Transcribe each record precisely; images stay out.

[DATA EXCERPTS]

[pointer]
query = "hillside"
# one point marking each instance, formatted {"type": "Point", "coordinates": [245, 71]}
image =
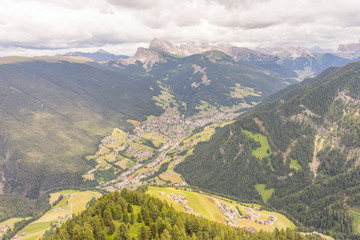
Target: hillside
{"type": "Point", "coordinates": [54, 113]}
{"type": "Point", "coordinates": [212, 77]}
{"type": "Point", "coordinates": [132, 214]}
{"type": "Point", "coordinates": [57, 109]}
{"type": "Point", "coordinates": [298, 151]}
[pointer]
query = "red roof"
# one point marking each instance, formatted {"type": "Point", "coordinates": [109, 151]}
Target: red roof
{"type": "Point", "coordinates": [132, 176]}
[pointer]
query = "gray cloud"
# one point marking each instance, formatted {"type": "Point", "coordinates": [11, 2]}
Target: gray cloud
{"type": "Point", "coordinates": [61, 24]}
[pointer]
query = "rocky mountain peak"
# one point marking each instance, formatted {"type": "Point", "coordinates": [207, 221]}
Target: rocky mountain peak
{"type": "Point", "coordinates": [146, 56]}
{"type": "Point", "coordinates": [288, 52]}
{"type": "Point", "coordinates": [351, 50]}
{"type": "Point", "coordinates": [163, 45]}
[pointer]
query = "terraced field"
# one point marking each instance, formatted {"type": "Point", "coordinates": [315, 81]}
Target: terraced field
{"type": "Point", "coordinates": [265, 193]}
{"type": "Point", "coordinates": [72, 203]}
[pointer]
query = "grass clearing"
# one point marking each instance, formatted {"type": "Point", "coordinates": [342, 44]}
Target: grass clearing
{"type": "Point", "coordinates": [356, 223]}
{"type": "Point", "coordinates": [206, 205]}
{"type": "Point", "coordinates": [264, 150]}
{"type": "Point", "coordinates": [73, 202]}
{"type": "Point", "coordinates": [265, 194]}
{"type": "Point", "coordinates": [10, 222]}
{"type": "Point", "coordinates": [295, 165]}
{"type": "Point", "coordinates": [171, 176]}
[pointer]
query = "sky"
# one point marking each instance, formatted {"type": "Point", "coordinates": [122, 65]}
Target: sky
{"type": "Point", "coordinates": [48, 27]}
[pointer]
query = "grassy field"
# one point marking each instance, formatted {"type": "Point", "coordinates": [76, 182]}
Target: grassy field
{"type": "Point", "coordinates": [240, 92]}
{"type": "Point", "coordinates": [10, 222]}
{"type": "Point", "coordinates": [356, 224]}
{"type": "Point", "coordinates": [206, 205]}
{"type": "Point", "coordinates": [295, 165]}
{"type": "Point", "coordinates": [265, 194]}
{"type": "Point", "coordinates": [264, 150]}
{"type": "Point", "coordinates": [73, 202]}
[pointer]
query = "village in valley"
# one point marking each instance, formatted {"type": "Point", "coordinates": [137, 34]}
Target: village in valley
{"type": "Point", "coordinates": [248, 216]}
{"type": "Point", "coordinates": [149, 153]}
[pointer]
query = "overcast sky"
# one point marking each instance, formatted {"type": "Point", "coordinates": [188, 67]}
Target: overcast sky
{"type": "Point", "coordinates": [45, 27]}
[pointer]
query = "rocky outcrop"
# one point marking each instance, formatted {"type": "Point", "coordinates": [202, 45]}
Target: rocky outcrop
{"type": "Point", "coordinates": [147, 57]}
{"type": "Point", "coordinates": [351, 50]}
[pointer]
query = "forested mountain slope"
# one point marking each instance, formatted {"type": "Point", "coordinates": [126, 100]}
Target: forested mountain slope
{"type": "Point", "coordinates": [134, 215]}
{"type": "Point", "coordinates": [300, 148]}
{"type": "Point", "coordinates": [211, 77]}
{"type": "Point", "coordinates": [56, 110]}
{"type": "Point", "coordinates": [53, 113]}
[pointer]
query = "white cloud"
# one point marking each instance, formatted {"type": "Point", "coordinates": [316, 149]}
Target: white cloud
{"type": "Point", "coordinates": [52, 26]}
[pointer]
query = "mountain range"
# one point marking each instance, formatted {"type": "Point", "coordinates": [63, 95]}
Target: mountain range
{"type": "Point", "coordinates": [300, 148]}
{"type": "Point", "coordinates": [294, 145]}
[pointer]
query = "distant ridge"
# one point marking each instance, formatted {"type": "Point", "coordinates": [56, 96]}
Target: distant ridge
{"type": "Point", "coordinates": [100, 55]}
{"type": "Point", "coordinates": [293, 61]}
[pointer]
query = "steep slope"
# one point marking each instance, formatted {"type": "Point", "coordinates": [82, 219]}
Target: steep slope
{"type": "Point", "coordinates": [99, 55]}
{"type": "Point", "coordinates": [54, 113]}
{"type": "Point", "coordinates": [302, 143]}
{"type": "Point", "coordinates": [132, 214]}
{"type": "Point", "coordinates": [212, 78]}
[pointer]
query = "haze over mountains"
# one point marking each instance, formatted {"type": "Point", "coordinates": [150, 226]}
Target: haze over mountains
{"type": "Point", "coordinates": [298, 60]}
{"type": "Point", "coordinates": [108, 121]}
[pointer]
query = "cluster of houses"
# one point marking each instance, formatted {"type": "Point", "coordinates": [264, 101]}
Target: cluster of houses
{"type": "Point", "coordinates": [170, 124]}
{"type": "Point", "coordinates": [3, 230]}
{"type": "Point", "coordinates": [251, 214]}
{"type": "Point", "coordinates": [318, 234]}
{"type": "Point", "coordinates": [140, 155]}
{"type": "Point", "coordinates": [182, 200]}
{"type": "Point", "coordinates": [231, 214]}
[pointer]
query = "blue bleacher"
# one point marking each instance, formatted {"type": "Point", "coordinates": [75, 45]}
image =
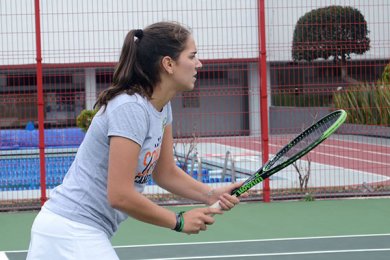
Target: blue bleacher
{"type": "Point", "coordinates": [20, 173]}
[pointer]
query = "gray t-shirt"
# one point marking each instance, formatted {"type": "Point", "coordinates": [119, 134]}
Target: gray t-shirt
{"type": "Point", "coordinates": [82, 197]}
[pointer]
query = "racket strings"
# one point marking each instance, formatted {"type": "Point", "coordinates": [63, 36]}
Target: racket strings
{"type": "Point", "coordinates": [304, 141]}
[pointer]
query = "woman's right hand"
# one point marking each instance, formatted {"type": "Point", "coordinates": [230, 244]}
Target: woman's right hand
{"type": "Point", "coordinates": [198, 219]}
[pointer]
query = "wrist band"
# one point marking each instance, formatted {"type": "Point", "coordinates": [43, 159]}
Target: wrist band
{"type": "Point", "coordinates": [179, 222]}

[/DATA EXCERPTS]

ANSWER TO THIS EXERCISE:
[pointer]
query = "hillside"
# one point marking each instance, formatted {"type": "Point", "coordinates": [245, 71]}
image =
Target: hillside
{"type": "Point", "coordinates": [54, 113]}
{"type": "Point", "coordinates": [212, 77]}
{"type": "Point", "coordinates": [132, 214]}
{"type": "Point", "coordinates": [57, 109]}
{"type": "Point", "coordinates": [298, 151]}
[pointer]
query = "red roof"
# one point marking each instance, formatted {"type": "Point", "coordinates": [109, 151]}
Target: red roof
{"type": "Point", "coordinates": [132, 176]}
[pointer]
query = "gray cloud"
# one point marking each instance, formatted {"type": "Point", "coordinates": [11, 2]}
Target: gray cloud
{"type": "Point", "coordinates": [61, 24]}
[pointer]
query = "rocky mountain peak"
# one point marking each instance, formatted {"type": "Point", "coordinates": [207, 221]}
Target: rocky mountain peak
{"type": "Point", "coordinates": [146, 56]}
{"type": "Point", "coordinates": [288, 52]}
{"type": "Point", "coordinates": [351, 50]}
{"type": "Point", "coordinates": [163, 45]}
[pointer]
query = "terraced field"
# one point marking each instance, formatted {"type": "Point", "coordinates": [315, 81]}
Target: terraced field
{"type": "Point", "coordinates": [265, 193]}
{"type": "Point", "coordinates": [72, 203]}
[pointer]
query = "grass clearing"
# one point marking each instance, formatted {"type": "Point", "coordinates": [342, 44]}
Target: grass clearing
{"type": "Point", "coordinates": [356, 223]}
{"type": "Point", "coordinates": [206, 205]}
{"type": "Point", "coordinates": [264, 150]}
{"type": "Point", "coordinates": [73, 202]}
{"type": "Point", "coordinates": [265, 194]}
{"type": "Point", "coordinates": [10, 222]}
{"type": "Point", "coordinates": [295, 165]}
{"type": "Point", "coordinates": [171, 176]}
[pointer]
query = "sky"
# one point marking each instance, formatted {"type": "Point", "coordinates": [122, 65]}
Target: sky
{"type": "Point", "coordinates": [48, 27]}
[pointer]
query = "grassy field"
# one point marking each instance, formatted {"type": "Point", "coordinates": [76, 182]}
Target: grassy field
{"type": "Point", "coordinates": [240, 92]}
{"type": "Point", "coordinates": [10, 222]}
{"type": "Point", "coordinates": [356, 224]}
{"type": "Point", "coordinates": [206, 205]}
{"type": "Point", "coordinates": [295, 165]}
{"type": "Point", "coordinates": [265, 194]}
{"type": "Point", "coordinates": [264, 150]}
{"type": "Point", "coordinates": [73, 202]}
[pointer]
query = "village in valley"
# one point marking each instance, formatted {"type": "Point", "coordinates": [137, 34]}
Target: village in valley
{"type": "Point", "coordinates": [248, 216]}
{"type": "Point", "coordinates": [149, 153]}
[pointer]
query = "overcast sky"
# one point marking each instance, formatted {"type": "Point", "coordinates": [188, 67]}
Target: overcast sky
{"type": "Point", "coordinates": [45, 27]}
[pointer]
query = "rocky outcrop"
# one point marking each instance, formatted {"type": "Point", "coordinates": [202, 45]}
Target: rocky outcrop
{"type": "Point", "coordinates": [147, 57]}
{"type": "Point", "coordinates": [351, 50]}
[pointer]
query = "forested mountain slope"
# one point marking each instance, formatted {"type": "Point", "coordinates": [126, 100]}
Target: forested mountain slope
{"type": "Point", "coordinates": [134, 215]}
{"type": "Point", "coordinates": [300, 148]}
{"type": "Point", "coordinates": [211, 77]}
{"type": "Point", "coordinates": [56, 110]}
{"type": "Point", "coordinates": [53, 113]}
[pointer]
query = "white cloud"
# one point marking each instance, formatted {"type": "Point", "coordinates": [316, 149]}
Target: white cloud
{"type": "Point", "coordinates": [52, 26]}
[pointer]
query = "mountain range"
# one point marking each instance, formatted {"type": "Point", "coordinates": [63, 95]}
Target: mountain range
{"type": "Point", "coordinates": [300, 148]}
{"type": "Point", "coordinates": [294, 145]}
[pointer]
query = "distant ridge"
# one point marking each instance, formatted {"type": "Point", "coordinates": [56, 96]}
Target: distant ridge
{"type": "Point", "coordinates": [100, 55]}
{"type": "Point", "coordinates": [293, 61]}
[pointer]
query = "steep slope"
# one point marking each instance, formatted {"type": "Point", "coordinates": [82, 219]}
Target: steep slope
{"type": "Point", "coordinates": [99, 55]}
{"type": "Point", "coordinates": [54, 113]}
{"type": "Point", "coordinates": [302, 143]}
{"type": "Point", "coordinates": [132, 214]}
{"type": "Point", "coordinates": [212, 78]}
[pointer]
query = "haze over mountains"
# one point marking each instance, formatted {"type": "Point", "coordinates": [150, 226]}
Target: haze over mountains
{"type": "Point", "coordinates": [298, 60]}
{"type": "Point", "coordinates": [108, 121]}
[pointer]
query = "cluster of houses"
# one point marking each instance, formatted {"type": "Point", "coordinates": [264, 101]}
Target: cluster of houses
{"type": "Point", "coordinates": [170, 124]}
{"type": "Point", "coordinates": [3, 230]}
{"type": "Point", "coordinates": [251, 214]}
{"type": "Point", "coordinates": [318, 234]}
{"type": "Point", "coordinates": [140, 155]}
{"type": "Point", "coordinates": [182, 200]}
{"type": "Point", "coordinates": [231, 214]}
[pointer]
query = "blue bleacher"
# one point marking each instance, formatted {"type": "Point", "coordinates": [75, 45]}
image =
Target: blue bleacher
{"type": "Point", "coordinates": [20, 173]}
[pointer]
query = "gray t-shirt"
# one point marking each instance, formatted {"type": "Point", "coordinates": [119, 134]}
Target: gray t-shirt
{"type": "Point", "coordinates": [82, 197]}
[pointer]
query = "racket strings"
# one point marking each instance, formatted {"type": "Point", "coordinates": [63, 36]}
Target: racket strings
{"type": "Point", "coordinates": [304, 141]}
[pointer]
query = "woman's right hand"
# one point marking each instance, formatted {"type": "Point", "coordinates": [230, 244]}
Target: woman's right hand
{"type": "Point", "coordinates": [198, 219]}
[pointer]
query = "wrist band"
# one point marking each instance, formatted {"type": "Point", "coordinates": [43, 159]}
Target: wrist band
{"type": "Point", "coordinates": [179, 222]}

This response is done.